◆ Yönerge A
Aşağıdaki listede "Question. Locate the climbing" ifadesini içeren satırdan başlayıp listenin sonuna kadar uzanan satırları, iki uç da dahil olmak üzere, hiçbir değişiklik yapmadan çıkarın.

• resmi ilanlar

Akademisyenler anlatıyor (5)

15/05/2017 11:00

“PENSİLVANYA'DA ÖRGÜTÜN KİRLİ YÜZÜNÜ GÖRDÜM” FETO/PDY yapılanması kapsamında yargılanmaya devam eden Abant İzzet Baysal Üniversitesi akademisyenleri savunmalarını yapıyor. Karaçayır Nikah Salonu'nda yapılan 5. Duruşmada etkin pişmanlıktan yararlanan Mehmet Fatih Özlü, 2014 yılı Mayıs ayında yapmış olduğu Pensilvanya ziyaretinde hükümet ve Atatürk ile ilgili kin ve öfke dolu, ikiyüzlüce sarf edilmiş sözler yüzünden rahatsız olduktan sonra döndüğünde örgütle ilişkisini kesmek istediğini, bu yüzden de dışlandığını söyledi. Mehmet Fatih Özlü, “Mehmet Yazıcı'ya Pensilvanya'da tasvip etmediğim şekilde konuşmalara rastladığımı, olumsuz gözlemlerde bulunduğumu belirttim. Mehmet Yazıcı bunun üzerine bana ‘Sen o zaman hacca da gitme' dedi” şeklinde cevap verdiğini aktardı.

◆ Girdi Verileri
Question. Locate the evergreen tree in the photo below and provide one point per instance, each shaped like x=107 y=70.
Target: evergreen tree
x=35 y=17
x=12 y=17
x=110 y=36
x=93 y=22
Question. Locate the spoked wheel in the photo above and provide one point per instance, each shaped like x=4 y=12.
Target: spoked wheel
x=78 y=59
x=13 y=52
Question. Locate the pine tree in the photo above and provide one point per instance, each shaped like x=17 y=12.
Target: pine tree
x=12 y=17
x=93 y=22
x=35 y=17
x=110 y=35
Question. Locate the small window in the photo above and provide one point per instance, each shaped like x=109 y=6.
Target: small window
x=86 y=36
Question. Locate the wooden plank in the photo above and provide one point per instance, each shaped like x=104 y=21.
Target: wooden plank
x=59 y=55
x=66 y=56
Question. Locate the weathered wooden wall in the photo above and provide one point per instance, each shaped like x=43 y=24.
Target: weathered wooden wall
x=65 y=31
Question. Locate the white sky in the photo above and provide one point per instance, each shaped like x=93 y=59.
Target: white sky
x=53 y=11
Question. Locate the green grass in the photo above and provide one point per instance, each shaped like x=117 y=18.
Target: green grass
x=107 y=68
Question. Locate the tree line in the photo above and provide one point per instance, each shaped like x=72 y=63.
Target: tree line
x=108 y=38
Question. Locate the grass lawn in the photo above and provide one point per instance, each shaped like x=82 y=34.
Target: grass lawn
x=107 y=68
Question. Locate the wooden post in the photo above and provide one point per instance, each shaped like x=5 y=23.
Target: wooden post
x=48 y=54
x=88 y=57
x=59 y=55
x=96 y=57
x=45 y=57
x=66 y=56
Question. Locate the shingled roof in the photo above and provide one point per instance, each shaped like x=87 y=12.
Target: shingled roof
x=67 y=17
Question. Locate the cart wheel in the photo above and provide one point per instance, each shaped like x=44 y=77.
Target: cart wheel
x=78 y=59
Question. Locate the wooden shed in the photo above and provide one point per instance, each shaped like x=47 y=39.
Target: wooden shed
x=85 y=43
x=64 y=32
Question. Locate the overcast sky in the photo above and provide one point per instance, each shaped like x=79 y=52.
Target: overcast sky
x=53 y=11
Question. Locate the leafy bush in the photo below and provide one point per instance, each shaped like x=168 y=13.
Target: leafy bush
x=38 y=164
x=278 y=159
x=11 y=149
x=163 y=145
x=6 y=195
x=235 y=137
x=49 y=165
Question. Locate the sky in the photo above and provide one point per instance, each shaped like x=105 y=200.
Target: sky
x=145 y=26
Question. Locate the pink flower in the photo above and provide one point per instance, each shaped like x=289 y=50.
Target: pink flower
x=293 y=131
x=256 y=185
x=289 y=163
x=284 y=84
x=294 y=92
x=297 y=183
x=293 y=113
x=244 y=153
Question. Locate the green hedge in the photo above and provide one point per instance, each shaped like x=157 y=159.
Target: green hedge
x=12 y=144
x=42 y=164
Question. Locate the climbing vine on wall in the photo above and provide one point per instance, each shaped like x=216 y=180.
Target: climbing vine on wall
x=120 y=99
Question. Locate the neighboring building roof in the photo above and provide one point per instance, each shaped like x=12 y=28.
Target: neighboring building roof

◆ Yönerge B
Yukarıdaki gösterilen metne göre aşağıdaki soruları yanıtlayınız:
(i) Yargılanan akademisyenler hangi üniversitedendir?
(ii) Mehmet Fatih Özlü Pensilvanya ziyaretini hangi yıl ve ayda yapmıştır?
(iii) Mehmet Yazıcı, Özlü'ye ne demiştir?

◆ Görev Sonucu A
Question. Locate the climbing vine on wall in the photo above and provide one point per instance, each shaped like x=216 y=180.
Target: climbing vine on wall
x=120 y=99
Question. Locate the neighboring building roof in the photo above and provide one point per instance, each shaped like x=12 y=28.
Target: neighboring building roof

◆ Görev Sonucu B
(i) Abant İzzet Baysal Üniversitesi.
(ii) 2014 yılının Mayıs ayında.
(iii) "Sen o zaman hacca da gitme."